-------- Extracted data --------
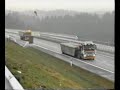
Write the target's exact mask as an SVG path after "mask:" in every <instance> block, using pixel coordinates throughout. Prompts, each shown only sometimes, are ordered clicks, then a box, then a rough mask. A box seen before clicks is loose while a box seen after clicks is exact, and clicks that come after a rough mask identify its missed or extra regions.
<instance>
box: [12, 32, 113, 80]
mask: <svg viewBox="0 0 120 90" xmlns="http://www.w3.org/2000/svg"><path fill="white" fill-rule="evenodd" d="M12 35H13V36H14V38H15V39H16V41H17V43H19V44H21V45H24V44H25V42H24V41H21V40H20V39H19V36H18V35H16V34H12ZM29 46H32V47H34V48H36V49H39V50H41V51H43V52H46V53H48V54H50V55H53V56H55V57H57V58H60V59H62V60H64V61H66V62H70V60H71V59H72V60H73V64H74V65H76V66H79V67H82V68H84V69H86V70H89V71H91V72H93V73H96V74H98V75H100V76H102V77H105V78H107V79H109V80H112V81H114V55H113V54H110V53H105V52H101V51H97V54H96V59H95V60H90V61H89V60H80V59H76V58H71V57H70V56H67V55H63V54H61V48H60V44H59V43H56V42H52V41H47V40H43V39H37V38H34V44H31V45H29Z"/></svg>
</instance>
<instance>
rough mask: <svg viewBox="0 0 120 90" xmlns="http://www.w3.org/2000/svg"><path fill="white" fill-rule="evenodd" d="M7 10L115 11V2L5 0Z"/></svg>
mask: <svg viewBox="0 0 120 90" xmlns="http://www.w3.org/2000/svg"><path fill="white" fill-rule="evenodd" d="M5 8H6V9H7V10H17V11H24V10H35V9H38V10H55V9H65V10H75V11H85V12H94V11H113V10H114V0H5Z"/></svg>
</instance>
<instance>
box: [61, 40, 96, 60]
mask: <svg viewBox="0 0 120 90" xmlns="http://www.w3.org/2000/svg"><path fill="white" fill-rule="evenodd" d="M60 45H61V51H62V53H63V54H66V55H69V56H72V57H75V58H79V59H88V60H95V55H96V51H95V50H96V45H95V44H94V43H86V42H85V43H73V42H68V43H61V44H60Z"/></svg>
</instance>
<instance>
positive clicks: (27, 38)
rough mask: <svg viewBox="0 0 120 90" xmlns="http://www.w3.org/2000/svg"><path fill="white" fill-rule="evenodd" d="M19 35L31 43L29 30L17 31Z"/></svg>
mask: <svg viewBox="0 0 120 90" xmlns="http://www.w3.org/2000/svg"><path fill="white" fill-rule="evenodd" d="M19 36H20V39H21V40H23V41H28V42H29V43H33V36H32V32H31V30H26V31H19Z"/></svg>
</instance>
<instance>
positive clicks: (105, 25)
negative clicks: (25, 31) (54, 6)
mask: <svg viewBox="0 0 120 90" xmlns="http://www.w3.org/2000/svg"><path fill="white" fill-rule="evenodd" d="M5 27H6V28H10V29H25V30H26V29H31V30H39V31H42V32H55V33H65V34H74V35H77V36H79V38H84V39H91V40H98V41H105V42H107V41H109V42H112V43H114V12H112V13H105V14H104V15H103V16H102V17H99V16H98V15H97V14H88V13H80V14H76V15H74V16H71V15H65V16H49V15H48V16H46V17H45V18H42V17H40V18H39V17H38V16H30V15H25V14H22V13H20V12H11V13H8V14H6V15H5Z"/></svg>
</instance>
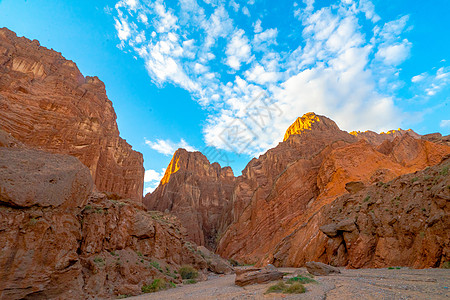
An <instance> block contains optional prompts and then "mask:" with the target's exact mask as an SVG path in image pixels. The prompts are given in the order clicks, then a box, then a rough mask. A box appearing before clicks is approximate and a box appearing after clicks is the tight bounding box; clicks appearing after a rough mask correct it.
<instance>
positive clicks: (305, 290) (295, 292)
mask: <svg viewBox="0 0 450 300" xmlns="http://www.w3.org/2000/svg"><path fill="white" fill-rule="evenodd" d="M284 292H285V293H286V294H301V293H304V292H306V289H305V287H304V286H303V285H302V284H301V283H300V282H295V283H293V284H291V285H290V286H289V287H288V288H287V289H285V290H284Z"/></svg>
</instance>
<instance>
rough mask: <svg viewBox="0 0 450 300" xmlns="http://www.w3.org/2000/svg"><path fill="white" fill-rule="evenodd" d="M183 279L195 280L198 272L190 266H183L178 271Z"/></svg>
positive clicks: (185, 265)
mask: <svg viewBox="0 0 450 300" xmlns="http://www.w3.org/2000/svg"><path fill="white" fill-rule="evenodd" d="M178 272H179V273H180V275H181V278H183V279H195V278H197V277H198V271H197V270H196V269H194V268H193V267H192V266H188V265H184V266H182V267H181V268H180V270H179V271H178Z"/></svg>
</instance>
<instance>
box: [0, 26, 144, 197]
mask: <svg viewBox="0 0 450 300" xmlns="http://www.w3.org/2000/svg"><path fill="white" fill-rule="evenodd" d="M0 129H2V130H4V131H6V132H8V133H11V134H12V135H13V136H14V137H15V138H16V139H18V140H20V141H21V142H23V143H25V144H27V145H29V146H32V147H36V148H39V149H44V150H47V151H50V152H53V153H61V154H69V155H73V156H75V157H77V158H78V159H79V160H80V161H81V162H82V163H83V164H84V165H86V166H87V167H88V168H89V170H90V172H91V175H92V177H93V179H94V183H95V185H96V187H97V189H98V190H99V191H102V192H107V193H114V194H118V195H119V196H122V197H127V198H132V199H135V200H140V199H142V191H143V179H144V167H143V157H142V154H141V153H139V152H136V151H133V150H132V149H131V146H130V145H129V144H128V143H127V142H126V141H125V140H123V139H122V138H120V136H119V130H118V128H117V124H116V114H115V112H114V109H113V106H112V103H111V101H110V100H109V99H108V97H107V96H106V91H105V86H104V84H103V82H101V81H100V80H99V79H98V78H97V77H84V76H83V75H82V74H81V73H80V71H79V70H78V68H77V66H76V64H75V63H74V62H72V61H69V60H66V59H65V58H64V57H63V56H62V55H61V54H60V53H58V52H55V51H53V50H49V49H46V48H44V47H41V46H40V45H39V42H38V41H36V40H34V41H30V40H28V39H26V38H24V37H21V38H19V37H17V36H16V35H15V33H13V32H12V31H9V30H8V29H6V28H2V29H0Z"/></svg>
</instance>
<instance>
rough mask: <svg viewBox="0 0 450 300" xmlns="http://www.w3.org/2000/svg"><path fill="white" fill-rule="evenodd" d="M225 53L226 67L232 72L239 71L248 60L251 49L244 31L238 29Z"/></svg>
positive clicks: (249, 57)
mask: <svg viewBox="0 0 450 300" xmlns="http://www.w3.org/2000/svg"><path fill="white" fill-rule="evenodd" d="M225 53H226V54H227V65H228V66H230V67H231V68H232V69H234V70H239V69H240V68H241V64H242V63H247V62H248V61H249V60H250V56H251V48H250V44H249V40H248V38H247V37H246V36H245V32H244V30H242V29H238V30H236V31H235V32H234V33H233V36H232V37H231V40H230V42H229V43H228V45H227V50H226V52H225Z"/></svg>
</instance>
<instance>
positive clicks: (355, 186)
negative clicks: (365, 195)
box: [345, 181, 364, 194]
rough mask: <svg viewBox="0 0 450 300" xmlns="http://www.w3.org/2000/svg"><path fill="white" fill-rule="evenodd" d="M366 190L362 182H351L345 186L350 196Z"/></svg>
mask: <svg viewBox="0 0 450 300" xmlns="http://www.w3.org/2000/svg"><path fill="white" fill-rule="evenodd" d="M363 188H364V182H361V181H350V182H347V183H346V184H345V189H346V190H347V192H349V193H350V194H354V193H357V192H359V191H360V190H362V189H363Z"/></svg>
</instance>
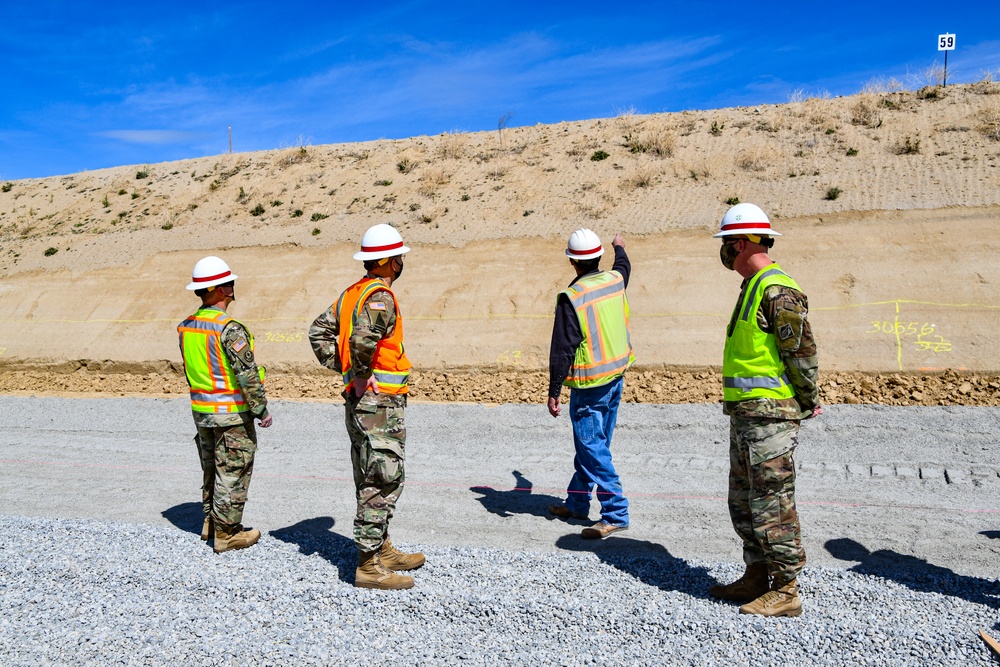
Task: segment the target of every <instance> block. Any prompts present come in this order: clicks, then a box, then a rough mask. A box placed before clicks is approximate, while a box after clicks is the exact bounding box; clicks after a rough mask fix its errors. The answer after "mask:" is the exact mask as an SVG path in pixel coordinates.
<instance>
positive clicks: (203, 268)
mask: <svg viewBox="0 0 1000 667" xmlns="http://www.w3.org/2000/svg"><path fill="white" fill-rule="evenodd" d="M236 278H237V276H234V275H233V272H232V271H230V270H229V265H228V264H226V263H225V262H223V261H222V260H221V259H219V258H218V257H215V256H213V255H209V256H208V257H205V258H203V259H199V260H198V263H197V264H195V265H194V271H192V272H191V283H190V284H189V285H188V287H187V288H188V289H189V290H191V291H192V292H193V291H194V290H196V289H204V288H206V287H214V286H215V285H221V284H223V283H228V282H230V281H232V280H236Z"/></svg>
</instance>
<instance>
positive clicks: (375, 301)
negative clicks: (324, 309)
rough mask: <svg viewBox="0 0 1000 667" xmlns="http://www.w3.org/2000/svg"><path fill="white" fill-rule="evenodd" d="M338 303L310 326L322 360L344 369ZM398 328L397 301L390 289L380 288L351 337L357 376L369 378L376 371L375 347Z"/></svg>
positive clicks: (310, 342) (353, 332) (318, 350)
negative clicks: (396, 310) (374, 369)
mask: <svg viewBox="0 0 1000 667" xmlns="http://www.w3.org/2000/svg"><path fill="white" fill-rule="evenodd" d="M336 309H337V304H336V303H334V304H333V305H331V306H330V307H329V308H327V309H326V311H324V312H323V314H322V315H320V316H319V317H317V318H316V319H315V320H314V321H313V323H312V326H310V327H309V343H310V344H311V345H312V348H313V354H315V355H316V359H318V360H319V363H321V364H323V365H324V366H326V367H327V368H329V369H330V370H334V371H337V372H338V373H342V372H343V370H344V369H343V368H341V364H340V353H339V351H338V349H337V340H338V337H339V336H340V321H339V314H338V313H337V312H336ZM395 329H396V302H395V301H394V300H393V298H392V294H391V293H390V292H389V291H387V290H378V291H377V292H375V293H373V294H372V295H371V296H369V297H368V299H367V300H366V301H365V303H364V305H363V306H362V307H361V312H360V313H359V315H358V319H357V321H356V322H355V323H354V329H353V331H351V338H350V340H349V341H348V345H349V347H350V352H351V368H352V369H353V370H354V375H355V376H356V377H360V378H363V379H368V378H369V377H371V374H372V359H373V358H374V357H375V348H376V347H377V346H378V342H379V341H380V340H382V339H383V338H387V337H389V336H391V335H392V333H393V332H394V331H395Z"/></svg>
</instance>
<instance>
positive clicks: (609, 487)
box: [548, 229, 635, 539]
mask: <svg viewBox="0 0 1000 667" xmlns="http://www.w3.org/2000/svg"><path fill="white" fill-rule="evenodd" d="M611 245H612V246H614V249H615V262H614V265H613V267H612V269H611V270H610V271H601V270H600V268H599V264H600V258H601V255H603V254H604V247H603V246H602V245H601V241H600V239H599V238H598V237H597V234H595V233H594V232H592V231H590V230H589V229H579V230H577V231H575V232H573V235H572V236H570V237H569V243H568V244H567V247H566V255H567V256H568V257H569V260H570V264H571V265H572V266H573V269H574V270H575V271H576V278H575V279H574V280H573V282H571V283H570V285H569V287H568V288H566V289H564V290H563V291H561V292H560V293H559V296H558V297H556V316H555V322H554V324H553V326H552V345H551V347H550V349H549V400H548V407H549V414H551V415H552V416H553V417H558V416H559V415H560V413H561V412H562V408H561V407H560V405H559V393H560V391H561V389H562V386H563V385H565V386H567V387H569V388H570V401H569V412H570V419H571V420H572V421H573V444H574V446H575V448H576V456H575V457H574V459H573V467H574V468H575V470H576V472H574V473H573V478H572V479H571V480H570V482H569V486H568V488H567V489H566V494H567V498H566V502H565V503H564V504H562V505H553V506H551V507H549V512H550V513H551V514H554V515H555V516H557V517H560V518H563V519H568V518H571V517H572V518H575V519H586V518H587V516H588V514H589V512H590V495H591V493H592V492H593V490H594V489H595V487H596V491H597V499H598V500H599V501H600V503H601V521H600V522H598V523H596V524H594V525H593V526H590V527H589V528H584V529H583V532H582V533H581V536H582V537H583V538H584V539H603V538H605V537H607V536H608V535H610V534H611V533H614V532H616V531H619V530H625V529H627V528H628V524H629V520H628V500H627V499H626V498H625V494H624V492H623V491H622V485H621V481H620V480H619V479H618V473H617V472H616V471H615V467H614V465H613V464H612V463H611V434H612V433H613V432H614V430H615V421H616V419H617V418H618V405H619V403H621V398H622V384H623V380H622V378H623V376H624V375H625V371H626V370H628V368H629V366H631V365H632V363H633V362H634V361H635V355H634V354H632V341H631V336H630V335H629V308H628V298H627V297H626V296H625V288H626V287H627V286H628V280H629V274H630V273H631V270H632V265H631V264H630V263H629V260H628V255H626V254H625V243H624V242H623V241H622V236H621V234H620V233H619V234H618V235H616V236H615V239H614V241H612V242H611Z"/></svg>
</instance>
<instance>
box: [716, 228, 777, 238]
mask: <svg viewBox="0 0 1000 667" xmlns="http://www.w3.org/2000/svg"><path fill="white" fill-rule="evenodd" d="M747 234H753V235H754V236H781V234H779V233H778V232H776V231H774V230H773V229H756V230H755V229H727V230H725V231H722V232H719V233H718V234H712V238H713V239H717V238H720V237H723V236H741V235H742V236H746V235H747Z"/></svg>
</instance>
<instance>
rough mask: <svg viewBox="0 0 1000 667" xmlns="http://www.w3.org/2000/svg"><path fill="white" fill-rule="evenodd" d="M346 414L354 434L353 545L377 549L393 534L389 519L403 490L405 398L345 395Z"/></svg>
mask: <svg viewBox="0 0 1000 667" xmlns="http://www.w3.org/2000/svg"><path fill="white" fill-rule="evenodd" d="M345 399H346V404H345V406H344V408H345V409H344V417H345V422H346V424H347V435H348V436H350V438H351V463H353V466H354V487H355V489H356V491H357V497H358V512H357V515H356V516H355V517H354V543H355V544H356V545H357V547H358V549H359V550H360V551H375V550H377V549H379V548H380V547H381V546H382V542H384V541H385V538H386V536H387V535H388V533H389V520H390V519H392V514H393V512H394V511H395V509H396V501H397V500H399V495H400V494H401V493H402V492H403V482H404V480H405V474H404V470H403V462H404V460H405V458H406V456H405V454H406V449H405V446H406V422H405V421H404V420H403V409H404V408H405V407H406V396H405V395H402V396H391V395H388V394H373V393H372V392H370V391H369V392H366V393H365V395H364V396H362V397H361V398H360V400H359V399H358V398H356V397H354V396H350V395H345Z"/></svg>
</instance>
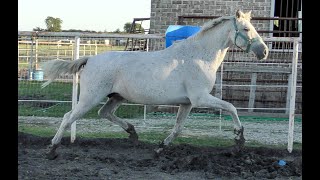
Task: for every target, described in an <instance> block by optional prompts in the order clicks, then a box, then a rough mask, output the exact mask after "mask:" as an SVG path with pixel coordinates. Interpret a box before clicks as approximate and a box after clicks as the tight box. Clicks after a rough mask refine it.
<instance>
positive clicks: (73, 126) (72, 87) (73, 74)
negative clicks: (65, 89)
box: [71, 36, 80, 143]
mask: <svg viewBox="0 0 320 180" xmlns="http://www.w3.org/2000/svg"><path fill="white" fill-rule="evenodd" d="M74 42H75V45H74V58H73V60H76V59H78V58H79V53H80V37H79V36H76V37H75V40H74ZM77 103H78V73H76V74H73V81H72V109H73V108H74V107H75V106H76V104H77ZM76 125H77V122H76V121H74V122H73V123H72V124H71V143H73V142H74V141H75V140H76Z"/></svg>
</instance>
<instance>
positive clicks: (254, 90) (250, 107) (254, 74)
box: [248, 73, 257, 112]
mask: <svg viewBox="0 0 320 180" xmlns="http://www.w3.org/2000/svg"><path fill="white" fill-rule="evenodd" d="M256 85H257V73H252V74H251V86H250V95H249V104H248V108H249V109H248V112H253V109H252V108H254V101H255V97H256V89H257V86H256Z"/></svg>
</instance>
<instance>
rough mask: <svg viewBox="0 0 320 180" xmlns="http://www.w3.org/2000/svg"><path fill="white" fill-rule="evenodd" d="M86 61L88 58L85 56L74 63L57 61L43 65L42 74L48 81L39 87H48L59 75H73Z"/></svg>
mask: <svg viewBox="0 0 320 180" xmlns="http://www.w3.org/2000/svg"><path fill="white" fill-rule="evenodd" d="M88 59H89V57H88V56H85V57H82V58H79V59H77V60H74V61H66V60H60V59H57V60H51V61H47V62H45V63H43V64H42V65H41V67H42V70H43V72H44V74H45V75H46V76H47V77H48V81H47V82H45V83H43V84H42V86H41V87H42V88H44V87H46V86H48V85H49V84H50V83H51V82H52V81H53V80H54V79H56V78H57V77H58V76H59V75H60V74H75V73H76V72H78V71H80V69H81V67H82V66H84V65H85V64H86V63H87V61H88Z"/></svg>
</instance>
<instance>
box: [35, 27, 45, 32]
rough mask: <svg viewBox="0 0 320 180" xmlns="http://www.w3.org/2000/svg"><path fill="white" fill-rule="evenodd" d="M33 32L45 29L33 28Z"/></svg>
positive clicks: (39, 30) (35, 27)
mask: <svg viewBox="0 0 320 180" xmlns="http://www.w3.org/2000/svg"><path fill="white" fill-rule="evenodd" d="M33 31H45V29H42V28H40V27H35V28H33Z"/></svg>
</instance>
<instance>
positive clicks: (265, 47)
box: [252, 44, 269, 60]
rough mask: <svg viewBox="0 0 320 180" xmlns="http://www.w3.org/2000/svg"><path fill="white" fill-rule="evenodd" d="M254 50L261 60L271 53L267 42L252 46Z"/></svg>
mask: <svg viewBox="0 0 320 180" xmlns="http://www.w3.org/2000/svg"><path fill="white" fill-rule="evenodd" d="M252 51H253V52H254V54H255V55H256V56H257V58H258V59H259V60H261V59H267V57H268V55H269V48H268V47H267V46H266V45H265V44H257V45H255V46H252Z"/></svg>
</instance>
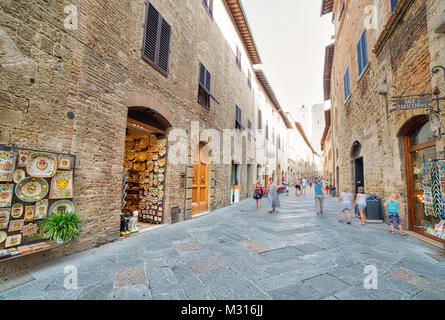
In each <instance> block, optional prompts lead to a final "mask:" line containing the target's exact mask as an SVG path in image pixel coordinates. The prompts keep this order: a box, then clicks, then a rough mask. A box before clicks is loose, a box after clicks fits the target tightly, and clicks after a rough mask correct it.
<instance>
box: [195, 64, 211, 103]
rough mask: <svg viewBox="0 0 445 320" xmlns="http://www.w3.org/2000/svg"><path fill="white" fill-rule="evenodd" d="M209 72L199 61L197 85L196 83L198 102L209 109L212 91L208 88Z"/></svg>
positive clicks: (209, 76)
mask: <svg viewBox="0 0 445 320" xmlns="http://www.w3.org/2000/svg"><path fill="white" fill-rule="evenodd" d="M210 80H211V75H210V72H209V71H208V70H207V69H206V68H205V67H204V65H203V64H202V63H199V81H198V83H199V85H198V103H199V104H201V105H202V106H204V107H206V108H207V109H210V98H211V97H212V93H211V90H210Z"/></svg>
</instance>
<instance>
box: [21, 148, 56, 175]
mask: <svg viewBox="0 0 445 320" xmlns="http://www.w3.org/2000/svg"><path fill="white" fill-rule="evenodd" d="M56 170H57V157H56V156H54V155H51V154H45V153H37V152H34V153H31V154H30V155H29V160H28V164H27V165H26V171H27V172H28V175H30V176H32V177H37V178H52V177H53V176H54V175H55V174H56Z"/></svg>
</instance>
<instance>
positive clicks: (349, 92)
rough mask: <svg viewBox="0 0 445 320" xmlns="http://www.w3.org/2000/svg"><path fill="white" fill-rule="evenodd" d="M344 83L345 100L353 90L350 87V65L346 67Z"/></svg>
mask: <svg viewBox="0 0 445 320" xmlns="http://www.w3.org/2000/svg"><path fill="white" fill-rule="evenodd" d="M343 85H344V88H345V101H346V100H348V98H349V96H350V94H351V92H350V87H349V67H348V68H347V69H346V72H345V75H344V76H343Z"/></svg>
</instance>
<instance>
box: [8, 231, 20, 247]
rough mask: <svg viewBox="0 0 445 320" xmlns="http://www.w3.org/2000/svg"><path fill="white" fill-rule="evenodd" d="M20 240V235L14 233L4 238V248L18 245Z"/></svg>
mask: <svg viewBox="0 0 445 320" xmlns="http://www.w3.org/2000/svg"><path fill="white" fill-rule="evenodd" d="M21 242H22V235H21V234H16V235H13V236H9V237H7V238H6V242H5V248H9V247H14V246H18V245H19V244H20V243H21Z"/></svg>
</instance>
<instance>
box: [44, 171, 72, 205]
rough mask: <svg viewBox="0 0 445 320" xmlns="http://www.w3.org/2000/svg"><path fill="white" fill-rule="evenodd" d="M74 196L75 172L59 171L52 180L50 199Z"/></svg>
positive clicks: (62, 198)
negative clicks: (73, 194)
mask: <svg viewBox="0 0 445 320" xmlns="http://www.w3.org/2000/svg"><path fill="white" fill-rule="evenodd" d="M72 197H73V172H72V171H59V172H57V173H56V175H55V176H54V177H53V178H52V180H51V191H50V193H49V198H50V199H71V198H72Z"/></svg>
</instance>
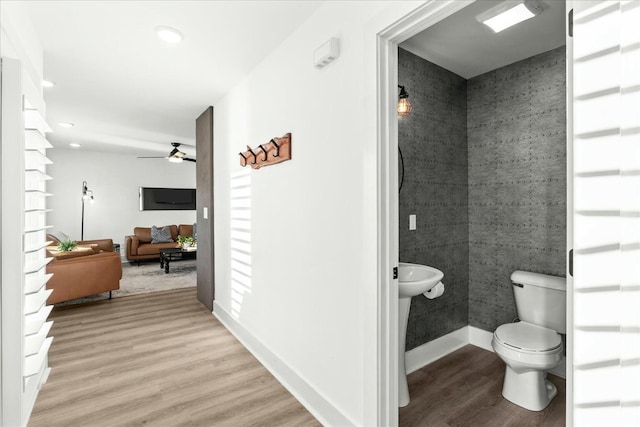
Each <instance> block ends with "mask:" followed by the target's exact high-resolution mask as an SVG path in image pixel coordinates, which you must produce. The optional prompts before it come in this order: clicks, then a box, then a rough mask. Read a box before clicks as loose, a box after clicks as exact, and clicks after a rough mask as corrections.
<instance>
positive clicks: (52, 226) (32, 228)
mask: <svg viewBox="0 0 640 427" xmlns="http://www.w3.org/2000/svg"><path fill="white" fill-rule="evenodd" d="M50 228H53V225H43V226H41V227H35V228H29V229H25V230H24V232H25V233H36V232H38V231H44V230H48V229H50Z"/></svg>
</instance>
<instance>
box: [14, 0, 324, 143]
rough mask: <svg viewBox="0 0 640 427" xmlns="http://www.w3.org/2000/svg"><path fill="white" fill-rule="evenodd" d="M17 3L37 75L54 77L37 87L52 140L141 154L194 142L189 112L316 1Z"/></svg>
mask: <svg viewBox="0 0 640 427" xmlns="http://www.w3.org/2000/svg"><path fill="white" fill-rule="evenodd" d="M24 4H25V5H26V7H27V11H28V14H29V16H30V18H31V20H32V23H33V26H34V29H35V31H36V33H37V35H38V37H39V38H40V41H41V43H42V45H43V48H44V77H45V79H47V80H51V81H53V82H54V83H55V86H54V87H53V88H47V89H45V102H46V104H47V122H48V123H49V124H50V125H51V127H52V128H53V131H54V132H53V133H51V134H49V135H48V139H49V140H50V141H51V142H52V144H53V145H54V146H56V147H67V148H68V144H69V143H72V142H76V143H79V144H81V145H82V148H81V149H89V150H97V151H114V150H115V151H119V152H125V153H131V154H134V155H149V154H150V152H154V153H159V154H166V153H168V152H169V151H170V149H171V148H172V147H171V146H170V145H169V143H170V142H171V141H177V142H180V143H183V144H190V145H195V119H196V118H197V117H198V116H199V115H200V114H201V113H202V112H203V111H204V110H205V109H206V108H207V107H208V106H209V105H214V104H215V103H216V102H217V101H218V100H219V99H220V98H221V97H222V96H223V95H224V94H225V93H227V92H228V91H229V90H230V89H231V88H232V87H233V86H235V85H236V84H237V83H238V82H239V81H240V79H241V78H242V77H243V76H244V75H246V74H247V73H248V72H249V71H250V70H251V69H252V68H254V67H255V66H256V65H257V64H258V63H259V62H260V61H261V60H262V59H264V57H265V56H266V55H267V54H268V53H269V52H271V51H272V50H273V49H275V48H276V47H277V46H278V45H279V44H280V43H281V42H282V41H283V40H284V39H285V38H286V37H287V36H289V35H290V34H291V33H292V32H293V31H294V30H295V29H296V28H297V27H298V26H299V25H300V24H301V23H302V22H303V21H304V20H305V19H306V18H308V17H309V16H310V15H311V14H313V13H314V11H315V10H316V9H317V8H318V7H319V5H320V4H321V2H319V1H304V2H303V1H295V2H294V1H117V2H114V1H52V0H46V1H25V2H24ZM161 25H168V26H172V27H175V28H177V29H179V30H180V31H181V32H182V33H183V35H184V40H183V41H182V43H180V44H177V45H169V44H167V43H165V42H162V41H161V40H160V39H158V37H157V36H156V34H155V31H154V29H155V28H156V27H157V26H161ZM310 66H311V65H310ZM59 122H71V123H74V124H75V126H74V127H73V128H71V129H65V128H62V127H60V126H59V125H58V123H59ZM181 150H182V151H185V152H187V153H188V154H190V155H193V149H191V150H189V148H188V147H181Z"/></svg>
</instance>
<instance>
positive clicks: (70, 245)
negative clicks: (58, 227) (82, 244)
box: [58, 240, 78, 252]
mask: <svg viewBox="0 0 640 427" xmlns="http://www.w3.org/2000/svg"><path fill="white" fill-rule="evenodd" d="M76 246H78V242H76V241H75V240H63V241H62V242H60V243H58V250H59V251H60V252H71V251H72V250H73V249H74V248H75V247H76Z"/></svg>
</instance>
--------
Exercise details -
Reproduce, exactly and only, the lines of the records above starting at the line with "positive clicks: (62, 198)" and ending at the line with "box: [14, 0, 324, 143]", both included. Leave every picture out.

Result below -
positive clicks: (62, 198)
negative clicks: (73, 194)
mask: <svg viewBox="0 0 445 320" xmlns="http://www.w3.org/2000/svg"><path fill="white" fill-rule="evenodd" d="M72 197H73V172H72V171H59V172H57V173H56V175H55V176H54V177H53V178H52V180H51V191H50V193H49V198H50V199H71V198H72Z"/></svg>
</instance>
Each <instance> block ends with "mask:" followed by the target's exact high-resolution mask as an SVG path in image pixel coordinates, which you must produce. The optional prompts before it come in this order: clicks, then a box, then a rough mask. Read a box before clicks as loose, a box after clicks as exact, and clicks after a rough mask as corrections.
<instance>
positive clicks: (52, 226) (32, 228)
mask: <svg viewBox="0 0 640 427" xmlns="http://www.w3.org/2000/svg"><path fill="white" fill-rule="evenodd" d="M50 228H53V225H43V226H41V227H35V228H29V229H25V230H24V232H25V233H36V232H38V231H44V230H48V229H50Z"/></svg>
</instance>
<instance>
box: [14, 0, 324, 143]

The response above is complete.